SOURCE PASSAGE >>
Precisely with this objective in mind, the foundation presented a "synthetic but very rigorous" report on why Catalan is key to fighting educational inequalities, a report whose English version is included below. It explains that one of the goals of Catalan schools is linguistic: the aim, in line with the common framework of reference of the Council of Europe, is "for the entire population is to be able to communicate fully and fluently in Catalan and Spanish," as well as in Aranese in the Aran mountain county.

"To ensure the attainment of these language skills, since the 1980s Catalonia has adopted a unified model, a model of non-separation for reasons of language. That is, students are not separated in function of origin or family language, with all students together in the same classroom." This fact, precisely, aims to avoid the division of Catalan society into separate linguistic communities. "This is the fundamental pillar of coexistence and social cohesion."

 

 

 

The report sets out how the Catalan system acts to guarantee equal opportunity in acquiring language skills. It shows how, in particular, schools contribute to the reduction of educational inequality in function of place of origin, when learning official languages. Students' knowledge of Catalan, says the report, comes about due to its central role as the common language in the education system - and the results show that this is achieved without negatively affecting knowledge of Spanish. It quotes data that shows that language of origin of students leads to no significant statistical differences in school results. Furthermore, compared to other systems used in the Spanish state, the immersion system is the "comparatively most efficient model in bilingual education for students".

The education think tank admits that the Catalan education system "can be improved in many aspects - especially with regards to educational inequality and excessive [socioeconomic] segregation" - but emphasises that "no aspect of this is related to the language of study."

MATERIAL SHOWN >>
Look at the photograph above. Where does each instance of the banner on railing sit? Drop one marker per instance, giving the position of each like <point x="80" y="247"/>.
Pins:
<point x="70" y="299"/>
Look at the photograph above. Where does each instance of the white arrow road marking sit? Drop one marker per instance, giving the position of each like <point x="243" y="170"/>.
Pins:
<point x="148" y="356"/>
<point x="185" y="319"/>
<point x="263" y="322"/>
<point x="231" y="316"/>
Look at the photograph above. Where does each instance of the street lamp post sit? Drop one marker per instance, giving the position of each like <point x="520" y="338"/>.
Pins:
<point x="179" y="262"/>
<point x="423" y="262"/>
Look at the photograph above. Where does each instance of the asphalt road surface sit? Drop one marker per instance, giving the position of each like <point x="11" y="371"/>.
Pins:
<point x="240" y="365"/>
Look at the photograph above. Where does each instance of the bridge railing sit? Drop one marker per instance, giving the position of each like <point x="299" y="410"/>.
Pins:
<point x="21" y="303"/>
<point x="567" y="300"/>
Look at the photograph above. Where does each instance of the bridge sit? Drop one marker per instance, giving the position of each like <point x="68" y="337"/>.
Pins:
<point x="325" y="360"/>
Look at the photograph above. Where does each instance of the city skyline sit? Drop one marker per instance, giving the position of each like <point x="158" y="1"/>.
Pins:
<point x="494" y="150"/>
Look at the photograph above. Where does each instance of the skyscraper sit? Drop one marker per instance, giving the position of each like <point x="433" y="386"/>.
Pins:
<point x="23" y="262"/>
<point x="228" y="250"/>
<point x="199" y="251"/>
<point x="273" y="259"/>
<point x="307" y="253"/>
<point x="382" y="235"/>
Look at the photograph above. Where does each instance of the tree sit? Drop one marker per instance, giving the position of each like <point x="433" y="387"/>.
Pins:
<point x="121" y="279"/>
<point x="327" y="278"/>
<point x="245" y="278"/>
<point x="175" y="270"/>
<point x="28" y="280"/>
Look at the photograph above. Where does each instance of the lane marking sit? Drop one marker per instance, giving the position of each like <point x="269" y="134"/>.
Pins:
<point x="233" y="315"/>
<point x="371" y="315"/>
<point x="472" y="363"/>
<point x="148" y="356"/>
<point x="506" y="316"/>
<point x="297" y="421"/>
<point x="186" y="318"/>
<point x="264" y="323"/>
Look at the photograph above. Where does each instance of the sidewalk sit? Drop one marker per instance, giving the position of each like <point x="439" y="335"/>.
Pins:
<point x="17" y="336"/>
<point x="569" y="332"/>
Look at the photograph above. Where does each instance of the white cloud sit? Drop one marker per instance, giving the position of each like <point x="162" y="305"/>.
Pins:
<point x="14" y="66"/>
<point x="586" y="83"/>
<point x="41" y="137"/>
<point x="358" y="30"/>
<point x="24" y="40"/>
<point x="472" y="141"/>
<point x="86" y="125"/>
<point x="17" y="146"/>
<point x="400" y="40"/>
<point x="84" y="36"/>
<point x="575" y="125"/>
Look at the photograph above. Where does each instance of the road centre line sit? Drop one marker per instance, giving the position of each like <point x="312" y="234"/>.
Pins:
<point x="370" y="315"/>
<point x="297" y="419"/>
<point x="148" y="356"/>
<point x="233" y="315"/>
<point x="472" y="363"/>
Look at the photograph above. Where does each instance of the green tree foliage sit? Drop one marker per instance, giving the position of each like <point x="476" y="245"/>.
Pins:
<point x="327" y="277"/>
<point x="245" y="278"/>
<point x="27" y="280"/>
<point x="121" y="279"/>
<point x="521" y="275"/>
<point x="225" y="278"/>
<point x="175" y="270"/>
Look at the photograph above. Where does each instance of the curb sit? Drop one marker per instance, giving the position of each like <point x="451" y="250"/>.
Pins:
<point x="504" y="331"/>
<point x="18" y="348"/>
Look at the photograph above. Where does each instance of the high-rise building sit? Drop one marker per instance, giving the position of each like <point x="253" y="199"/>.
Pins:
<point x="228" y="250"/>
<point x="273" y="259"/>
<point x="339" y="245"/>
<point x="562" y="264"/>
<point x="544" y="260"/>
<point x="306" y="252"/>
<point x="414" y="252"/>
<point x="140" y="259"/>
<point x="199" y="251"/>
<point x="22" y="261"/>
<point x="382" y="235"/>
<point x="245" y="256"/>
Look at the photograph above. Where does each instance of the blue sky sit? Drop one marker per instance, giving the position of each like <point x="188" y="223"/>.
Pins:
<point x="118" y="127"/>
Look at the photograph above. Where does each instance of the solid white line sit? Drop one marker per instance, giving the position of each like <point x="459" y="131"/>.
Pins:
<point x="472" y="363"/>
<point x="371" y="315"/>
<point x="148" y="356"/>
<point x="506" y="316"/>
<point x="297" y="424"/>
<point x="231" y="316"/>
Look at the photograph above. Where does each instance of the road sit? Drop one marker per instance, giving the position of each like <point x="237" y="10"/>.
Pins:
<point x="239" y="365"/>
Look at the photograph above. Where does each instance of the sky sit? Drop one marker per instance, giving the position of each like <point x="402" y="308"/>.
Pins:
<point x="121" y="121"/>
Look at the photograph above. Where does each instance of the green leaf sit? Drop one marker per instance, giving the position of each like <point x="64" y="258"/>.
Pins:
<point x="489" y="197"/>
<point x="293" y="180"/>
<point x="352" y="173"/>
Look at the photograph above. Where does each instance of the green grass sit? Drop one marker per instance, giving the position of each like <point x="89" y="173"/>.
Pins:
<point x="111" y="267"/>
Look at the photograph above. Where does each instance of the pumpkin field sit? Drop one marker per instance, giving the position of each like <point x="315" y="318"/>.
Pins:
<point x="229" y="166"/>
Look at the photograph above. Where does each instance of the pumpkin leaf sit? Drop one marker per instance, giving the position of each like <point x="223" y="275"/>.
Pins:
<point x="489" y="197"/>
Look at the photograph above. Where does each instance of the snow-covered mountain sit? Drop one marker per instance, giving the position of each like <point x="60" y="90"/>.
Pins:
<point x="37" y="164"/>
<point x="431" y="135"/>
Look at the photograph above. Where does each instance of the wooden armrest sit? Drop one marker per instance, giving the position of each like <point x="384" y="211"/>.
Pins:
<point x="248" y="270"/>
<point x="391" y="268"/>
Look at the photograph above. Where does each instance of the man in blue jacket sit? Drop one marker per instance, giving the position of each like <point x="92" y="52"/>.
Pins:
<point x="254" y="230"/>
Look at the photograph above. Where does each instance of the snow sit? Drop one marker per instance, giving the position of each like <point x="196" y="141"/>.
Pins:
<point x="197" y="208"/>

PROBLEMS TO WORK ON >>
1/ Write out the stretch of the passage on Catalan in schools from "Precisely with this" through "Aran mountain county.".
2/ Find each row containing the string "road", with case counting, and copy those rows.
The passage on Catalan in schools and the rows are unrelated material.

ANSWERS PER TASK >>
1/
Precisely with this objective in mind, the foundation presented a "synthetic but very rigorous" report on why Catalan is key to fighting educational inequalities, a report whose English version is included below. It explains that one of the goals of Catalan schools is linguistic: the aim, in line with the common framework of reference of the Council of Europe, is "for the entire population is to be able to communicate fully and fluently in Catalan and Spanish," as well as in Aranese in the Aran mountain county.

2/
Look at the photograph above. Where does each instance of the white arrow road marking sit? Drop one marker per instance, giving the position of each like <point x="243" y="170"/>.
Look at the photograph above. Where does each instance of the asphalt road surface sit? Drop one marker per instance, giving the position of each like <point x="11" y="371"/>.
Look at the photograph above. Where does each instance of the road centre line sit? Drop one marker per instance, giving the position of each like <point x="312" y="234"/>.
Look at the photograph above. Where does each instance of the road sit? Drop one marker per instance, giving the position of each like <point x="237" y="10"/>.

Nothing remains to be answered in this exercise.